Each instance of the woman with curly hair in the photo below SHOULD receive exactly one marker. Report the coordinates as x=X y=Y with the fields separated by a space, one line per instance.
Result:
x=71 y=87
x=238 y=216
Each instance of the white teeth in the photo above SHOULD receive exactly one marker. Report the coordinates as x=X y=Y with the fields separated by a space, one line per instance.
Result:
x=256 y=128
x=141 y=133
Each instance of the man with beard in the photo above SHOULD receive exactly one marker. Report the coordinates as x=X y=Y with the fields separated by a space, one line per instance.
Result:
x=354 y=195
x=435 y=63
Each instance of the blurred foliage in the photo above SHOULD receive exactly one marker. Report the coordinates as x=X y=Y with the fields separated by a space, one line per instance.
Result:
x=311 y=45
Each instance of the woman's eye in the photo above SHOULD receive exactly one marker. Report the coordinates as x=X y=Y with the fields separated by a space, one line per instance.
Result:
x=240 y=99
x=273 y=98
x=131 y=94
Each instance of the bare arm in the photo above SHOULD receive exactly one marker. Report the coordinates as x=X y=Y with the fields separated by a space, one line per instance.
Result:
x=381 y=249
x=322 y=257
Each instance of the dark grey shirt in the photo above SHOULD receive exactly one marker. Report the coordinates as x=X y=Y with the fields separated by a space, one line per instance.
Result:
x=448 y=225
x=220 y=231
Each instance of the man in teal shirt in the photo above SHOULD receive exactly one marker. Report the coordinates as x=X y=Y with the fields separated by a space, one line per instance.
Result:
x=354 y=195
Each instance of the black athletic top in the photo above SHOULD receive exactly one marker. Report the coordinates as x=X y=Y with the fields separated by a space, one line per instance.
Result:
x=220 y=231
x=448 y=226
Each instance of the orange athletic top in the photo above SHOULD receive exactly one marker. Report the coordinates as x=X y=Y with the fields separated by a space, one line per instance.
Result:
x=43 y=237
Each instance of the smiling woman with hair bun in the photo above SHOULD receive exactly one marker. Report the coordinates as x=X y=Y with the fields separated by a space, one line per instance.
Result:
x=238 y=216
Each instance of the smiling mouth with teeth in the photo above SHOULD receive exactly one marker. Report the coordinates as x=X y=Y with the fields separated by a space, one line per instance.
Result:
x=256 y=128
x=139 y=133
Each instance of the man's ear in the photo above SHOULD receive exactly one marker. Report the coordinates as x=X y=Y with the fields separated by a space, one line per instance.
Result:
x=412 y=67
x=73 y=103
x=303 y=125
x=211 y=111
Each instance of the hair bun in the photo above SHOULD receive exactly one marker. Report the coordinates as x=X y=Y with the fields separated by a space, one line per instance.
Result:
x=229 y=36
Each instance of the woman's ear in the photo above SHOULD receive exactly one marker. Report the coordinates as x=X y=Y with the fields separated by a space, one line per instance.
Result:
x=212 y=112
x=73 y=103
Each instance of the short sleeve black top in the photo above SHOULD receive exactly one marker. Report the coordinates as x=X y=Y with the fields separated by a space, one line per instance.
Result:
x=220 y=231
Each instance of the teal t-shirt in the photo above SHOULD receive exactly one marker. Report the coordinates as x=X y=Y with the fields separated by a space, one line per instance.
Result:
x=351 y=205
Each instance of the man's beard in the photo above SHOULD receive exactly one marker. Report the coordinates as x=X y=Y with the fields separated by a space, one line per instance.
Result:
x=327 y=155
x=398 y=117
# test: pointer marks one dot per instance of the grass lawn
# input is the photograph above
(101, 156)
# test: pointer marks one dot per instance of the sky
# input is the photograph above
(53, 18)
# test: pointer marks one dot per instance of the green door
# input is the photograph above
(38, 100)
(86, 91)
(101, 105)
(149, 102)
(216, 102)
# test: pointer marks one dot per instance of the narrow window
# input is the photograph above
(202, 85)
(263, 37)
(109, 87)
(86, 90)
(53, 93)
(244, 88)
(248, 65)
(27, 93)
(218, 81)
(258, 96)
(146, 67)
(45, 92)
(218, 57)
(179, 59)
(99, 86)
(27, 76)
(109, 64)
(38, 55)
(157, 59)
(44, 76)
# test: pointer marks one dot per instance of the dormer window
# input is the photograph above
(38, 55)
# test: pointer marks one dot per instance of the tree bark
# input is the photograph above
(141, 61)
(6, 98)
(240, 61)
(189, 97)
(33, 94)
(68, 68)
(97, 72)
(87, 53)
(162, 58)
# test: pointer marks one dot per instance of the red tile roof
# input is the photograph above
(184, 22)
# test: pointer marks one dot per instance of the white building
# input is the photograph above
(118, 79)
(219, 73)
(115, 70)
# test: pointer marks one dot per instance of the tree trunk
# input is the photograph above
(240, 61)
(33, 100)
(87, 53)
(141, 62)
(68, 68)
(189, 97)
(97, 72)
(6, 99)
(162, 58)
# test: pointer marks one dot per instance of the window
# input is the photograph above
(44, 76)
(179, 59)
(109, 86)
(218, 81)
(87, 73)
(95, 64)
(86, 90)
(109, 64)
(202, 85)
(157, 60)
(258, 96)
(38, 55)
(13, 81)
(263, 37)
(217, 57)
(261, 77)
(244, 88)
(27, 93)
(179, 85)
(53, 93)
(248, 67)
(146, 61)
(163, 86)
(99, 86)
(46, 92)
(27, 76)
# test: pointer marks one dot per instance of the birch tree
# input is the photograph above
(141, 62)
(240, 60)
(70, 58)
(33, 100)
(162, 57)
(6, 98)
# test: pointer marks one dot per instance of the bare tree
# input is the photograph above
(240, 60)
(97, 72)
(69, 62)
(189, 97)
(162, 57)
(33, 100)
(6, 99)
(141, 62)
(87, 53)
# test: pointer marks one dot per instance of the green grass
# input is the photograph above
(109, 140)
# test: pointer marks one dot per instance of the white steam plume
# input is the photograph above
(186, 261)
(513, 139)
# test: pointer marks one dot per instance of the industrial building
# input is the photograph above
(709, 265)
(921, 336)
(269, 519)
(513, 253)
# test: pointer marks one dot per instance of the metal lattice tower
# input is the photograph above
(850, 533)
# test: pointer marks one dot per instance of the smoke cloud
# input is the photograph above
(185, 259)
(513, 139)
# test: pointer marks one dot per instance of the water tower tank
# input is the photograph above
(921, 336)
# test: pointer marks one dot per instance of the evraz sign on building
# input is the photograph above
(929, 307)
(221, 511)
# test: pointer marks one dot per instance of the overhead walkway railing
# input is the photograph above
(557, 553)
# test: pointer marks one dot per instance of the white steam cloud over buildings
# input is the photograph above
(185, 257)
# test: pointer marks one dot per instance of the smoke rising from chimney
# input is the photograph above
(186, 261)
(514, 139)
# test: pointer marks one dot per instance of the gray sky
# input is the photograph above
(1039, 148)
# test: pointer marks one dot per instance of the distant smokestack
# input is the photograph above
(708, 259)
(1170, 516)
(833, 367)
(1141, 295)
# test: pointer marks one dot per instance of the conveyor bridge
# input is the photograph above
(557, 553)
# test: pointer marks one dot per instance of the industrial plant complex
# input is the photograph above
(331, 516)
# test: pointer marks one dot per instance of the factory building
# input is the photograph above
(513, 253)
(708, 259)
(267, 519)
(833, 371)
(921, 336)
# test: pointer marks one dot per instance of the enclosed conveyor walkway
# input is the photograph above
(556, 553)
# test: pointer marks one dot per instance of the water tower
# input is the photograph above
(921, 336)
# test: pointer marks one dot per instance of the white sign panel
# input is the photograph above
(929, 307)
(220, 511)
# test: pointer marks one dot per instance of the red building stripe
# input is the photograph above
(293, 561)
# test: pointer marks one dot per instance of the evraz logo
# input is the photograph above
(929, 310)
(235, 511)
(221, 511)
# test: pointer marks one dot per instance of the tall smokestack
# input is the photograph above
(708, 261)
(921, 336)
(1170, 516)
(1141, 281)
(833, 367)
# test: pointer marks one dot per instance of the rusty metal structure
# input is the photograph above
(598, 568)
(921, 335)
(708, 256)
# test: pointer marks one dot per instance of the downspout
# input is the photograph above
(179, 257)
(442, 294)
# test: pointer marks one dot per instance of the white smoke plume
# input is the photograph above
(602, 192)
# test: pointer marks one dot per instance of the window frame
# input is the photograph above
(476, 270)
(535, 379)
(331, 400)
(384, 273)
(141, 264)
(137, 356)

━━━

▶ TASK DIRECTIONS
Look above for the line with "# test: pointer marks one dot per instance of the sky" and the line with "white steam plume"; transcribe both and all lines in between, exactly, and nothing else.

▶ OUTPUT FOR THIS EXERCISE
# test: pointer marks one dot per instance of the sky
# input is the photograph above
(53, 18)
# test: pointer marks one dot per instance of the green door
# input is the photograph above
(38, 100)
(86, 91)
(101, 105)
(149, 102)
(216, 102)
# test: pointer marks one dot per instance of the narrow window
# input is the photograph above
(202, 85)
(263, 37)
(109, 87)
(86, 90)
(53, 93)
(244, 88)
(248, 65)
(27, 93)
(218, 81)
(258, 96)
(146, 67)
(45, 92)
(218, 57)
(179, 59)
(99, 86)
(27, 76)
(109, 64)
(38, 55)
(157, 59)
(44, 76)
# test: pointer marks one dot per instance of the dormer window
# input is the photograph above
(38, 55)
# test: pointer marks one dot per instance of the tree bark
# input is the photograph above
(141, 61)
(6, 98)
(240, 61)
(189, 97)
(33, 94)
(68, 68)
(97, 72)
(87, 53)
(162, 58)
# test: pointer marks one dot per instance of the red tile roof
# input is the photograph above
(184, 22)
# test: pointer marks one dot per instance of the white building
# input is the photograph above
(118, 79)
(219, 73)
(115, 70)
# test: pointer marks one dot per instance of the tree trunk
# input is the photograph above
(240, 61)
(33, 100)
(87, 53)
(141, 62)
(68, 68)
(189, 97)
(97, 72)
(6, 99)
(162, 58)
# test: pointer marks one dot per instance of the window
# input is the photograph above
(44, 76)
(179, 59)
(109, 86)
(218, 81)
(87, 73)
(95, 64)
(86, 90)
(109, 64)
(202, 85)
(157, 60)
(258, 96)
(38, 55)
(13, 81)
(263, 37)
(217, 57)
(261, 77)
(244, 88)
(27, 93)
(179, 85)
(53, 93)
(248, 67)
(146, 61)
(163, 86)
(99, 86)
(46, 92)
(27, 76)
# test: pointer marks one dot per instance of the birch tree
# input is the photograph above
(141, 62)
(240, 60)
(70, 58)
(33, 100)
(162, 57)
(6, 98)
# test: pointer marks one dot per instance of the bare tree
# input is the photograph above
(240, 60)
(97, 72)
(69, 62)
(189, 97)
(162, 57)
(33, 100)
(6, 99)
(141, 62)
(87, 53)
# test: pointer marks one dot per instance of the green grass
# input is the photograph above
(109, 140)
# test: pointer marks one dot per instance of the white steam plume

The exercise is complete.